[Outline annotation records]

---*---

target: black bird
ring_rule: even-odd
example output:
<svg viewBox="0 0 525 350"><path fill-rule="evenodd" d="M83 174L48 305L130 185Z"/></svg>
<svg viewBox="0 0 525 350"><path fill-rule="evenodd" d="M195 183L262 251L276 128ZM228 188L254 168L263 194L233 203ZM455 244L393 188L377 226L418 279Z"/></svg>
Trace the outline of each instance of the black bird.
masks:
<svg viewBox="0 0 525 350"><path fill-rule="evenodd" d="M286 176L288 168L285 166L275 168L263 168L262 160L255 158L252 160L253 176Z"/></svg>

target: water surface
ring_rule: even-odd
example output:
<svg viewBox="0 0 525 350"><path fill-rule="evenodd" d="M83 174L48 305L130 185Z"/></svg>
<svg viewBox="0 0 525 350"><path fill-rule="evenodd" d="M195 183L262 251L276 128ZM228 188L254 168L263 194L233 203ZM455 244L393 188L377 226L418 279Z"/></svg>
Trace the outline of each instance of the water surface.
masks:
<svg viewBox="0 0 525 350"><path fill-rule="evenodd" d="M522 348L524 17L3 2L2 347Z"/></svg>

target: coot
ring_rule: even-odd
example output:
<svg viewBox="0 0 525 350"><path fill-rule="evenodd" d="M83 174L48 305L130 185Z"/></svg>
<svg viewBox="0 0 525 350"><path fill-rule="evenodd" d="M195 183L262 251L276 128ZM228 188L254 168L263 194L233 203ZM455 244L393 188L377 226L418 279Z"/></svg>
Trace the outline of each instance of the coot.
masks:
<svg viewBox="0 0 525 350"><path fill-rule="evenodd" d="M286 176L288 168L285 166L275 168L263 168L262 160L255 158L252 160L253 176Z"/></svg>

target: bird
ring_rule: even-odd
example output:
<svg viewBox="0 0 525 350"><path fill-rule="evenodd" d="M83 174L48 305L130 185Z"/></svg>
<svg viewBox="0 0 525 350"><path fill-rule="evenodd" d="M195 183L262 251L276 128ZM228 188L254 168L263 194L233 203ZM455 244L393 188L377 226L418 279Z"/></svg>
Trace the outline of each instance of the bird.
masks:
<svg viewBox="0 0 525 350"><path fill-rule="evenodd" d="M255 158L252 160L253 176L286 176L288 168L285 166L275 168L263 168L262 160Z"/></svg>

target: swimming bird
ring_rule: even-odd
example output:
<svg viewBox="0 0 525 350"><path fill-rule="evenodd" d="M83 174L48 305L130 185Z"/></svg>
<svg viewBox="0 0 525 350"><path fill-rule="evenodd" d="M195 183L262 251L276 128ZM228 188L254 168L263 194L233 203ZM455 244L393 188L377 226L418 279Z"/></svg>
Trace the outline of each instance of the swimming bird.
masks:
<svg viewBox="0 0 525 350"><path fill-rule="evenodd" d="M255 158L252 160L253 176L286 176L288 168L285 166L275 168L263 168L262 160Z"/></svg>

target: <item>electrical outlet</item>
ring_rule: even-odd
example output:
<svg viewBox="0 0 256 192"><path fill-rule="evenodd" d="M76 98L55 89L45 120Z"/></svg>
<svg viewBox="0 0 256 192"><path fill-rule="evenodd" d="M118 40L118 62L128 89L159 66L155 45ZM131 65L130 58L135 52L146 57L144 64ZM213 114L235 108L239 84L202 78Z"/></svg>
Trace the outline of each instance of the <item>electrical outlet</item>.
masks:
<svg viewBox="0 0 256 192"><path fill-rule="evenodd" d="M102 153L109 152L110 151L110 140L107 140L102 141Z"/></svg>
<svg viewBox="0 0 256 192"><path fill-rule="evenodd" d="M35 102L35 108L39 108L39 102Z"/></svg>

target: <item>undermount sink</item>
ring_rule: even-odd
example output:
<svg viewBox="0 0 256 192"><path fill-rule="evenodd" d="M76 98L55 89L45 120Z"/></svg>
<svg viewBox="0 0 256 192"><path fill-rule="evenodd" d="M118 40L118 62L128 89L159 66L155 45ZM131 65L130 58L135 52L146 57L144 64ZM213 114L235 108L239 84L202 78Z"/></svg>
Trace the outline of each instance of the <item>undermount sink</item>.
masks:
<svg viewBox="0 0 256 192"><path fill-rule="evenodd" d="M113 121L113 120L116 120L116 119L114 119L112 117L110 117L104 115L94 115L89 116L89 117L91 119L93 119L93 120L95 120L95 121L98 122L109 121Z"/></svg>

---*---

# TO DO
Retype all the entries above line by line, keeping every character unchanged.

# TASK RESPONSE
target: black bird
ring_rule: even-odd
example output:
<svg viewBox="0 0 525 350"><path fill-rule="evenodd" d="M83 174L48 305L130 185Z"/></svg>
<svg viewBox="0 0 525 350"><path fill-rule="evenodd" d="M195 183L262 251L276 128ZM228 188L254 168L263 194L233 203ZM455 244L393 188L377 226L418 279Z"/></svg>
Trace the outline of each instance of the black bird.
masks:
<svg viewBox="0 0 525 350"><path fill-rule="evenodd" d="M286 176L288 168L285 166L275 168L263 168L262 160L255 158L252 160L253 176Z"/></svg>

target: water surface
ring_rule: even-odd
example output:
<svg viewBox="0 0 525 350"><path fill-rule="evenodd" d="M83 174L48 305L130 185Z"/></svg>
<svg viewBox="0 0 525 350"><path fill-rule="evenodd" d="M195 183L262 251L276 128ZM228 188L254 168L263 194L233 203ZM455 244L393 188L377 226L418 279Z"/></svg>
Trace the outline of each instance of the water surface.
masks:
<svg viewBox="0 0 525 350"><path fill-rule="evenodd" d="M522 348L524 17L3 2L2 347Z"/></svg>

target: coot
ring_rule: even-odd
example output:
<svg viewBox="0 0 525 350"><path fill-rule="evenodd" d="M83 174L48 305L130 185Z"/></svg>
<svg viewBox="0 0 525 350"><path fill-rule="evenodd" d="M195 183L262 251L276 128ZM228 188L254 168L263 194L233 203ZM455 244L393 188L377 226L418 279Z"/></svg>
Trace the outline of each instance of the coot.
masks:
<svg viewBox="0 0 525 350"><path fill-rule="evenodd" d="M286 176L288 168L285 166L275 168L263 168L262 160L255 158L252 160L253 176Z"/></svg>

target: bird
ring_rule: even-odd
example output:
<svg viewBox="0 0 525 350"><path fill-rule="evenodd" d="M83 174L48 305L130 185Z"/></svg>
<svg viewBox="0 0 525 350"><path fill-rule="evenodd" d="M195 183L262 251L276 128ZM228 188L254 168L263 194L233 203ZM455 244L393 188L377 226L418 279Z"/></svg>
Trace the outline of each instance of the bird.
masks:
<svg viewBox="0 0 525 350"><path fill-rule="evenodd" d="M255 158L252 160L253 176L286 176L288 168L285 166L275 168L263 168L262 160Z"/></svg>

target: swimming bird
ring_rule: even-odd
example output:
<svg viewBox="0 0 525 350"><path fill-rule="evenodd" d="M83 174L48 305L130 185Z"/></svg>
<svg viewBox="0 0 525 350"><path fill-rule="evenodd" d="M195 183L262 251L276 128ZM228 188L254 168L263 194L233 203ZM455 244L393 188L377 226L418 279Z"/></svg>
Trace the outline of each instance of the swimming bird.
masks:
<svg viewBox="0 0 525 350"><path fill-rule="evenodd" d="M255 158L252 160L253 176L286 176L288 168L285 166L275 168L263 168L262 160Z"/></svg>

target: <item>electrical outlet</item>
ring_rule: even-odd
example output:
<svg viewBox="0 0 256 192"><path fill-rule="evenodd" d="M76 98L55 89L45 120Z"/></svg>
<svg viewBox="0 0 256 192"><path fill-rule="evenodd" d="M118 40L118 62L128 89L159 66L155 45ZM131 65L130 58L135 52L146 57L144 64ZM213 114L235 108L239 84L202 78Z"/></svg>
Trace the outline of each instance of the <item>electrical outlet</item>.
masks:
<svg viewBox="0 0 256 192"><path fill-rule="evenodd" d="M102 153L109 152L110 151L110 140L107 140L102 141Z"/></svg>
<svg viewBox="0 0 256 192"><path fill-rule="evenodd" d="M35 102L35 108L39 108L39 102Z"/></svg>

target: <item>undermount sink</item>
ring_rule: even-odd
example output:
<svg viewBox="0 0 256 192"><path fill-rule="evenodd" d="M76 98L55 89L45 120Z"/></svg>
<svg viewBox="0 0 256 192"><path fill-rule="evenodd" d="M118 40L118 62L128 89L159 66L155 45ZM131 65L130 58L135 52L146 57L144 64ZM213 114L235 108L239 84L202 78Z"/></svg>
Trace the outline of each instance of the <item>undermount sink</item>.
masks:
<svg viewBox="0 0 256 192"><path fill-rule="evenodd" d="M113 121L113 120L116 120L116 119L114 119L112 117L110 117L104 115L94 115L89 116L89 117L91 119L93 119L93 120L95 120L95 121L98 122L109 121Z"/></svg>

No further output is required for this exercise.